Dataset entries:
#####
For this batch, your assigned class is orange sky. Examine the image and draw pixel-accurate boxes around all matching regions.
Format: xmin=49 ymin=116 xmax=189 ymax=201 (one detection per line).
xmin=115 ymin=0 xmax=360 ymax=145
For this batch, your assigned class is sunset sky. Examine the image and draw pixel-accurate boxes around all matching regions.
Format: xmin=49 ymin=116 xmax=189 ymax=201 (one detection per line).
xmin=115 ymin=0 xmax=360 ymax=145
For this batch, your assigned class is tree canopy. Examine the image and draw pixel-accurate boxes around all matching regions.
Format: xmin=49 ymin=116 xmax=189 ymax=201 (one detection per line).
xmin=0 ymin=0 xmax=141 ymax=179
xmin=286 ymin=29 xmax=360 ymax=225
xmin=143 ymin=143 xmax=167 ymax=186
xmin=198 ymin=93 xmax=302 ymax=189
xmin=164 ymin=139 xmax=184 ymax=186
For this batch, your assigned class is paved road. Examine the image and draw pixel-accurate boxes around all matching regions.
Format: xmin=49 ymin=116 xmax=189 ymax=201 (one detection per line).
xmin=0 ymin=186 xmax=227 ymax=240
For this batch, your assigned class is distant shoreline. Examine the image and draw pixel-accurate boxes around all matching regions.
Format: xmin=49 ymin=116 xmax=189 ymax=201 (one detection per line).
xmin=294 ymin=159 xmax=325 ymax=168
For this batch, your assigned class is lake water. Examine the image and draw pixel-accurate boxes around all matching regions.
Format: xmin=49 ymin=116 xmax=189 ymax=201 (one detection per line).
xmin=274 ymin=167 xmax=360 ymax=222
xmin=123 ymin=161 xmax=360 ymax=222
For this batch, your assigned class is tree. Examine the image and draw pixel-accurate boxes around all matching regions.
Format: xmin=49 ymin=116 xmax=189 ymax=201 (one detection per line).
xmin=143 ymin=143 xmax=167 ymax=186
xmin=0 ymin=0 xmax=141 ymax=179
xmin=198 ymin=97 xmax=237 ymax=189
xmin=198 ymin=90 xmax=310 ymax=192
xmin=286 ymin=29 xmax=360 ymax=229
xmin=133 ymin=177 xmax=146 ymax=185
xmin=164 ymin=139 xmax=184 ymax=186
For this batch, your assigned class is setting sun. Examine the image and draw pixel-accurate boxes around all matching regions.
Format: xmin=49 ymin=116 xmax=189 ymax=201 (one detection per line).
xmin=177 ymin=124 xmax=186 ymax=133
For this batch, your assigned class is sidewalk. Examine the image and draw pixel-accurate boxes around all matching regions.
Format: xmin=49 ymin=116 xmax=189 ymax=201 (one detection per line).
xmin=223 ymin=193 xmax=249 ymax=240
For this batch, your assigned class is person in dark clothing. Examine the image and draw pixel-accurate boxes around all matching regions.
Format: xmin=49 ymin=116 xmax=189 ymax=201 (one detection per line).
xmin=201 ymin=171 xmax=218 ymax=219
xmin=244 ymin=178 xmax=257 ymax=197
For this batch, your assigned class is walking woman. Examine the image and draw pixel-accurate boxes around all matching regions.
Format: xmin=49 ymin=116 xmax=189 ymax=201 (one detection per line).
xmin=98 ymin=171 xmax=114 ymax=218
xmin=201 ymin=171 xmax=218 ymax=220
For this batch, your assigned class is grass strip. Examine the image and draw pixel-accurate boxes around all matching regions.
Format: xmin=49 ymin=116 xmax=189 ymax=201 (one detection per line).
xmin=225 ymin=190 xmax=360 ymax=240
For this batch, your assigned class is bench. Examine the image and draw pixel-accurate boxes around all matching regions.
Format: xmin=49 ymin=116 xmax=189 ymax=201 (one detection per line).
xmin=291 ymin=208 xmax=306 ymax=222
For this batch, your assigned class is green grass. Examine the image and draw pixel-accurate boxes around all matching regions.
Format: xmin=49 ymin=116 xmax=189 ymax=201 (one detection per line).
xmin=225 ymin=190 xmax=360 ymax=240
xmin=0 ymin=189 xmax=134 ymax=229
#####
YOUR ASSIGNMENT.
Count the lines of the records that contain the word "tree". Give only the count.

RESPONSE AREA.
2